[Excerpt to read]
# # # # # # #

To Think or Not To Think, That is The Question for Large Reasoning Models in Theory of Mind Tasks

Theory of Mind (ToM) assesses whether models can infer hidden mental states such as beliefs, desires, and intentions, which is essential for natural social interaction. Although recent progress in Large Reasoning Models (LRMs) has boosted step-by-step inference in mathematics and coding, it is still underexplored whether this benefit transfers to socio-cognitive skills. We present a systematic study of nine advanced Large Language Models (LLMs), comparing reasoning models with non-reasoning models on three representative ToM benchmarks. The results show that reasoning models do not consistently outperform non-reasoning models and sometimes perform worse. A fine-grained analysis reveals three insights. First, slow thinking collapses: accuracy significantly drops as responses grow longer, and larger reasoning budgets hurt performance. Second, moderate and adaptive reasoning benefits performance: constraining reasoning length mitigates failure, while distinct success patterns demonstrate the necessity of dynamic adaptation. Third, option matching shortcut: when multiple choice options are removed, reasoning models improve markedly, indicating reliance on option matching rather than genuine deduction. We also design two intervention approaches: Slow-to-Fast (S2F) adaptive reasoning and Think-to-Match (T2M) shortcut prevention to further verify and mitigate the problems. With all results, our study highlights the advancement of LRMs in formal reasoning (e.g., math, code) cannot be fully transferred to ToM, a typical task in social reasoning. We conclude that achieving robust ToM requires developing unique capabilities beyond existing reasoning methods.

翻译：心理理论（ToM）评估模型能否推断信念、欲望和意图等隐藏心理状态，这对自然社交互动至关重要。尽管近期大型推理模型（LRMs）在数学和编程的逐步推理方面取得进展，但这种优势能否迁移至社会认知技能仍待探索。我们对九种先进大型语言模型（LLMs）进行了系统研究，在三个代表性ToM基准上比较推理模型与非推理模型。结果表明，推理模型并未持续优于非推理模型，有时表现更差。细粒度分析揭示三点发现：第一，慢思考崩溃现象——随着回答长度增加，准确率显著下降，更大的推理预算反而损害性能；第二，适度自适应推理有益性能——限制推理长度可缓解失败，而不同的成功模式证明了动态适应的必要性；第三，选项匹配捷径——当移除多项选择选项时，推理模型表现显著提升，表明其依赖选项匹配而非真正演绎。我们还设计了两种干预方法：慢到快（S2F）自适应推理和思维到匹配（T2M）捷径预防，以进一步验证和缓解这些问题。综合所有结果，我们的研究强调LRMs在形式推理（如数学、代码）方面的进步无法完全迁移至社会推理典型任务ToM。我们得出结论：实现稳健的ToM需要发展超越现有推理方法的独特能力。

# # # # # # #

[Supplied records]
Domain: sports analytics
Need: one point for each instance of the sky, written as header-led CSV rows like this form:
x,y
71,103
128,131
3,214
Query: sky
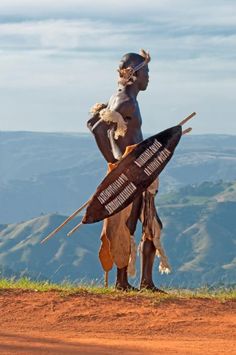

# # # # # # #

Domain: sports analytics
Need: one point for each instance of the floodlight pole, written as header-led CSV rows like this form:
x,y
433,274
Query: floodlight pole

# # # # # # #

[Work instructions]
1) Transcribe the passage of the Theory of Mind abstract starting at "翻译：心理理论（ToM）评估" and ending at "超越现有推理方法的独特能力。".
2) List the hidden mental states that the Theory of Mind abstract names.
3) According to the Theory of Mind abstract, what happens to reasoning models when multiple choice options are removed?

[Responses by item number]
1)
翻译：心理理论（ToM）评估模型能否推断信念、欲望和意图等隐藏心理状态，这对自然社交互动至关重要。尽管近期大型推理模型（LRMs）在数学和编程的逐步推理方面取得进展，但这种优势能否迁移至社会认知技能仍待探索。我们对九种先进大型语言模型（LLMs）进行了系统研究，在三个代表性ToM基准上比较推理模型与非推理模型。结果表明，推理模型并未持续优于非推理模型，有时表现更差。细粒度分析揭示三点发现：第一，慢思考崩溃现象——随着回答长度增加，准确率显著下降，更大的推理预算反而损害性能；第二，适度自适应推理有益性能——限制推理长度可缓解失败，而不同的成功模式证明了动态适应的必要性；第三，选项匹配捷径——当移除多项选择选项时，推理模型表现显著提升，表明其依赖选项匹配而非真正演绎。我们还设计了两种干预方法：慢到快（S2F）自适应推理和思维到匹配（T2M）捷径预防，以进一步验证和缓解这些问题。综合所有结果，我们的研究强调LRMs在形式推理（如数学、代码）方面的进步无法完全迁移至社会推理典型任务ToM。我们得出结论：实现稳健的ToM需要发展超越现有推理方法的独特能力。

2) beliefs, desires, intentions

3) They improve markedly.